**WRITTEN EXERCISE**
Rescale everything from the line containing "lid in the photo above." down to the end of the material below. Reproduce every one of those lines, changing only the point coordinates in the answers: multiply each by 1.05 and round to the nearest whole number, with halves rounded up.

**EXTRACTED INFORMATION**
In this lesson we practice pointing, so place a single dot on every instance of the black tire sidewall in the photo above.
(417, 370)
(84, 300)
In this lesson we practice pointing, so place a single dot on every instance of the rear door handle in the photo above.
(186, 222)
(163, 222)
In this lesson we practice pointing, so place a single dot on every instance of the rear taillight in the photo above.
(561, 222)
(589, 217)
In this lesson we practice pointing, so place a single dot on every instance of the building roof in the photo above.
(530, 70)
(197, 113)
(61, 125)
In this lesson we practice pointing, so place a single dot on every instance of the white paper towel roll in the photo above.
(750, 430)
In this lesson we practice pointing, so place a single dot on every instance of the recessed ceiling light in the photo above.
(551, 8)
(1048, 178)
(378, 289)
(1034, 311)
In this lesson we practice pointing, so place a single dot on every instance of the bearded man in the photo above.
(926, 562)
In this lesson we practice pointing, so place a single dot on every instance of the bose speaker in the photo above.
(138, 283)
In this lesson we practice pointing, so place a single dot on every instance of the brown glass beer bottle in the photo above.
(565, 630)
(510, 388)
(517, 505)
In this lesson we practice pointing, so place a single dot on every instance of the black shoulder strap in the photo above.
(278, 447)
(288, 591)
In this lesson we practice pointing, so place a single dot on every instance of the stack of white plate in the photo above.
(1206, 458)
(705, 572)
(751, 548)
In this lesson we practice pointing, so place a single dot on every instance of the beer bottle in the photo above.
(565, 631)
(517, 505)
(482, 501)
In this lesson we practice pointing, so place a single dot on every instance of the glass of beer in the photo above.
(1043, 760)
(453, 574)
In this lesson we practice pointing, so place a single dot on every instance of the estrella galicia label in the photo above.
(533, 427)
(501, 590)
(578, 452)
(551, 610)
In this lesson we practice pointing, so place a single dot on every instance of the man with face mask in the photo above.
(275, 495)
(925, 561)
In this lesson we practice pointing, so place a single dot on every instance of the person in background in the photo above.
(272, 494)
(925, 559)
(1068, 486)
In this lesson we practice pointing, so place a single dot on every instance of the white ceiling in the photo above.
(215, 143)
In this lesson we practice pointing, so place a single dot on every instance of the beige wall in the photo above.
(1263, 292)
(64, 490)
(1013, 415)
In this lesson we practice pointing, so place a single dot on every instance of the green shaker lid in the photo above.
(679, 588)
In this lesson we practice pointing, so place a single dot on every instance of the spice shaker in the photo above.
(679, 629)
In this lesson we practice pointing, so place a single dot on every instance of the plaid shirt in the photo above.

**THE COMPLETED TASK**
In this lesson we practice pointing, so place a single dot on every instance of the green shaker lid in the photo above.
(713, 617)
In this lesson we practice pointing, so place a single dot on every instance of the spice shaker in the photo above.
(713, 660)
In this lesson we practice pointing, so place a single dot on every instance of the plaid shirt in the photo above.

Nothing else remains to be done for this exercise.